----- Extracted text

Edes said Joyce’s habit of blaming the problems on failed security have contributed to the department’s morale problem. He said he wants to put more inmates to work during the day.
“You teach them a work ethic and have them doing something more than looking at an 8-by-8 cell,” he said.
Both candidates said they support continued local control of the jail instead of oversight by the Maine Department of Corrections, as was suggested in February by former DOC Commissioner Joseph Ponte.
“The state prisons have a different structure,” Joyce said. “We are the emergency rooms, we get (inmates) when they are in their worst situations.”
On the patrol end of the spectrum, Joyce said he wants to continue training deputies in forensic and homicide investigating techniques and can envision a day when his office handles homicide cases now investigated by the Maine State Police.
He would also like to equip cruisers with a scanner that reads license plates, but said the expense might initially limit the technology to one unit.
Joyce and Edes both said they are concerned about more incidents of crimes against the elderly, whether in person, by phone or by computer.
Edes wants more community outreach, whether to help alert people about scamming techniques, or to reach young people at risk of substance abuse.
Joyce’s career began 28 years ago as a reserve in the department. Edes began his career in 1979, and served in Cumberland and also served in Scarborough before joining the state police.
Joyce, who has a master’s degree in business from Husson University and was trained in executive development by the FBI in Quantico, Virginia, said he will continue to make changes in the department and its policies, even if not everyone likes them.
“I am holding people accountable for their actions, and anytime you hold somebody accountable, you lose some people,” he said.
Edes said his experience leading the union for state troopers and work on budgets in Cumberland will come into play when he is sheriff.
“I will take a look at the entire organization,” he said. “There will be some reorganization, there will be reassignments, there will be more accountability for people in the leadership positions.”

----------

-- What to work on --
1. Translate this sentence from the article on the sheriff candidates into Spanish: "Joyce and Edes both said they are concerned about more incidents of crimes against the elderly, whether in person, by phone or by computer."
2. Quote the passage of the article on the sheriff candidates starting at "Both candidates said" and ending at "Maine State Police.".
The listing is not needed for this work.

----- Records provided

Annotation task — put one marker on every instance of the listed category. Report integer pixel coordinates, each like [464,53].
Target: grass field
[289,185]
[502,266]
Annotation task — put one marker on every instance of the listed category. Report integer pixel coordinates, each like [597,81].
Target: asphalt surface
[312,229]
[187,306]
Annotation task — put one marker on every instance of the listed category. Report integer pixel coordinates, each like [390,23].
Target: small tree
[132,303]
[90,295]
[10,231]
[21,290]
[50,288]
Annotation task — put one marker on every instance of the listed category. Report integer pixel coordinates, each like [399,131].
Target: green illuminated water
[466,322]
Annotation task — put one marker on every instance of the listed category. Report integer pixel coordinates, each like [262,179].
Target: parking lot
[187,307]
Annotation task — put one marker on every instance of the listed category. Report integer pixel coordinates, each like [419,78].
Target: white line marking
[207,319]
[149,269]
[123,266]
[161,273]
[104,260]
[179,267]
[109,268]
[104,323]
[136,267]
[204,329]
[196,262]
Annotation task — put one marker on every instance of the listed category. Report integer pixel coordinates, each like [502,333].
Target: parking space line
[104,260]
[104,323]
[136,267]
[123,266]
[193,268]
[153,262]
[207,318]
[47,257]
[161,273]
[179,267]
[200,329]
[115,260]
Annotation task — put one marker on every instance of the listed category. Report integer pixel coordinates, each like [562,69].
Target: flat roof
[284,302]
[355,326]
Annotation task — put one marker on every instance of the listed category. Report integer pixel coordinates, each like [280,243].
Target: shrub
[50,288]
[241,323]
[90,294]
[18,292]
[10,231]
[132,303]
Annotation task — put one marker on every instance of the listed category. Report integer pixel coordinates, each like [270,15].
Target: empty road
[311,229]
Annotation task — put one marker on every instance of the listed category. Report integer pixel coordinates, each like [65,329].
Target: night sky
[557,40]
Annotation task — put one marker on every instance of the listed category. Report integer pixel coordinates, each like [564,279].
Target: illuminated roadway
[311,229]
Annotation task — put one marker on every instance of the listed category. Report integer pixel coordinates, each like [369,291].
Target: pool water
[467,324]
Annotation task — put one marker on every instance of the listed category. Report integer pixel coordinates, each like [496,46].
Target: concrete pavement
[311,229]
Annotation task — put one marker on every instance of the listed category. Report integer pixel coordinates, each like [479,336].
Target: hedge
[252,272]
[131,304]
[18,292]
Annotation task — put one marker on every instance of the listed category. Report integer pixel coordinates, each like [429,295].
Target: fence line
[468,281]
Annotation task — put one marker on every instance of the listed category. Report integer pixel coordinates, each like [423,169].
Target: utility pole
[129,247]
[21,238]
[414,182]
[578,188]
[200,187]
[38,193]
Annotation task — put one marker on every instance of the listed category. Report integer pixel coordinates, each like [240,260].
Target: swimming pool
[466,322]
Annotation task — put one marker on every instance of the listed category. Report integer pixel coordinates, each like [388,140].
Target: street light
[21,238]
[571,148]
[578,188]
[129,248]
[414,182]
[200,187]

----------

-- Complete answers --
1. Tanto Joyce como Edes dijeron que les preocupa que haya más incidentes de delitos contra las personas mayores, ya sea en persona, por teléfono o por computadora.

2.
Both candidates said they support continued local control of the jail instead of oversight by the Maine Department of Corrections, as was suggested in February by former DOC Commissioner Joseph Ponte.
“The state prisons have a different structure,” Joyce said. “We are the emergency rooms, we get (inmates) when they are in their worst situations.”
On the patrol end of the spectrum, Joyce said he wants to continue training deputies in forensic and homicide investigating techniques and can envision a day when his office handles homicide cases now investigated by the Maine State Police.